Repeat the data verbatim.

** start of Exercise inputs **

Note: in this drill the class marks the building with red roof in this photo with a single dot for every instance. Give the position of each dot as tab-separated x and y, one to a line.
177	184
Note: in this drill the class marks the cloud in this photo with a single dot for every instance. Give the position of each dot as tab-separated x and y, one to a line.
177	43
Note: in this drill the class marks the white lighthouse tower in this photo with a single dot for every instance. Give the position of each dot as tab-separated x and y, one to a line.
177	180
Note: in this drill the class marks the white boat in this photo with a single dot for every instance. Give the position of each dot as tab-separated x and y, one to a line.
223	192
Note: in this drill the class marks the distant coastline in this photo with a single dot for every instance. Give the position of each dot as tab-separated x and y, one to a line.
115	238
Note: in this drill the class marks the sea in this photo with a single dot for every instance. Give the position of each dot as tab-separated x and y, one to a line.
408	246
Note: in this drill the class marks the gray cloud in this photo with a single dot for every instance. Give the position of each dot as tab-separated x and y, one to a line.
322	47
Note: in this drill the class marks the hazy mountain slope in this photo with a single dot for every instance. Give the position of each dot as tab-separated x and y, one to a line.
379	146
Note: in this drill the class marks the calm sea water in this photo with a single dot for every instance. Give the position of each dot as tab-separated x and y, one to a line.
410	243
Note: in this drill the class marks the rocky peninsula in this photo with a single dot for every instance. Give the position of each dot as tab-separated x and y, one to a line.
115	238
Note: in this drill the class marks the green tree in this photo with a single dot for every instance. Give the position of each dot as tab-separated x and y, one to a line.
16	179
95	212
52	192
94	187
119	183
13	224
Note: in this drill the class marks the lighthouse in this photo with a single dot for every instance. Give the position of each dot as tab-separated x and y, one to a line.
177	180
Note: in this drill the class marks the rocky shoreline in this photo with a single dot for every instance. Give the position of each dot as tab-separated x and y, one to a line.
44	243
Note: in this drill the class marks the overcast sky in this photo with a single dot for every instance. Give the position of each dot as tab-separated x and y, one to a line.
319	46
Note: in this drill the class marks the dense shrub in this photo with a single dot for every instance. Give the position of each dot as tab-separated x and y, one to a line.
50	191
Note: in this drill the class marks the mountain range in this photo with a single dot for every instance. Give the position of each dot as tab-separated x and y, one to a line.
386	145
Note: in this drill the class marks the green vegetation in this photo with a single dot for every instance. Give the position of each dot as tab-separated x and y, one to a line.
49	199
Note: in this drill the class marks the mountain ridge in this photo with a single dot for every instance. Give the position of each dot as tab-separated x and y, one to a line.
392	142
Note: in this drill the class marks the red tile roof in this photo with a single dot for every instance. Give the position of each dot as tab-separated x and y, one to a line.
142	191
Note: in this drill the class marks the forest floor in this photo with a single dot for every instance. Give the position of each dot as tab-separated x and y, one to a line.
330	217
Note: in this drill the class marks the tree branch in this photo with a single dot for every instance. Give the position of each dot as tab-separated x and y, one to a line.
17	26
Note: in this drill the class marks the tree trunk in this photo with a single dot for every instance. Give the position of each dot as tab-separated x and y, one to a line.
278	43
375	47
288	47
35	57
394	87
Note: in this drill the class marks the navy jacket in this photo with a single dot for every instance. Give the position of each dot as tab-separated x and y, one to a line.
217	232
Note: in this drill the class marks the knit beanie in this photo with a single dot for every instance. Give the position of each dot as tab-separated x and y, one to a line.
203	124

** end of Exercise inputs **

■ **Exercise output**
Note: in this drill the class marks the building with red roof in this photo with a single dot for every instance. Give the position of each dot as tab-separated x and y, one to a line.
177	184
Note: in this drill the class marks the cloud in this photo with a single dot for every instance. Give the position of each dot as tab-separated x and y, one to a line.
177	43
Note: in this drill the class marks the white lighthouse tower in this photo with a single dot for every instance. Give the position of each dot as tab-separated x and y, one to a line.
177	180
Note: in this drill the class marks the white boat in this photo with a single dot for every instance. Give the position of each dot as tab-separated x and y, one to a line.
223	192
Note: in this drill the class marks the distant coastline in this photo with a single dot for every instance. Give the position of each dot as tab-separated x and y, one to a line.
115	238
Note: in this drill the class marks the sea in this photo with a single dot for every instance. Give the position of each dot as tab-separated x and y, one to a line.
408	246
Note: in this drill the class marks the gray cloud in this photo with a single dot for every instance. Give the position of each dot as tab-separated x and y, one to a line.
322	47
Note: in this drill the class marks the hazy mountain slope in this photo with a single dot for every instance. Give the position of each dot as tab-separated x and y, one to a line.
379	146
Note: in this drill the class marks the calm sea water in this photo with a single dot for every instance. Give the position of each dot as tab-separated x and y, one to a line.
410	243
Note: in this drill the class marks the rocky peninsula in this photo with a single dot for every instance. Give the position of each dot as tab-separated x and y, one to a line.
115	238
Note: in this drill the class marks the green tree in this photo with a single dot for every instance. Give the position of each dot as tab-separated x and y, one to a line.
16	179
95	212
52	192
94	187
119	183
13	224
Note: in this drill the class marks the lighthouse in this photo with a single dot for every instance. Give the position of each dot as tab-separated x and y, one to a line.
177	180
Note: in this drill the class marks the rocky shoreline in this photo with a single dot for every instance. Give the position of each dot as tab-separated x and y, one to a line.
44	243
Note: in this drill the class marks the overcast sky in this photo with a single dot for every instance. Give the position of each dot as tab-separated x and y, one to a line.
319	46
Note: in this drill the class marks the dense shrub in this photo with a single dot for every instance. Give the position of each dot as tab-separated x and y, one to a line.
50	191
Note: in this drill the class marks the mountain range in this photo with a single dot for every instance. Give the position of each dot as tab-separated x and y, one to a line.
386	145
Note: in this drill the class marks the green vegetation in this photo with a single dot for every instance. Give the position of each dot as tab-separated x and y, one to a line.
49	199
Note: in this drill the class marks the mountain ridge in this photo with a single dot for every instance. Give the position of each dot as tab-separated x and y, one to a line.
392	142
Note: in this drill the class marks the red tile roof in this photo with a single dot for every instance. Give the position of each dot as tab-separated x and y, one to a line.
142	191
Note: in this drill the class marks the forest floor in this photo with a single dot for every instance. Give the position of each dot as tab-separated x and y, one to a line.
330	217
Note: in this drill the class marks the tree branch in this photo with a single dot for every instance. Give the position of each dot as tab-separated x and y, one to a line.
17	26
Note: in this drill the class marks the tree trunk in this photo with a single dot for every instance. Give the position of each dot as tab-separated x and y, one to a line.
278	43
375	47
288	47
35	57
394	87
Note: in this drill the class marks the navy jacket in this photo with a single dot for every instance. Give the position of each dot as tab-separated x and y, one to a line.
217	232
Note: in this drill the class marks the knit beanie in this photo with a single dot for every instance. Give the position of each dot as tab-separated x and y, one to a line.
203	124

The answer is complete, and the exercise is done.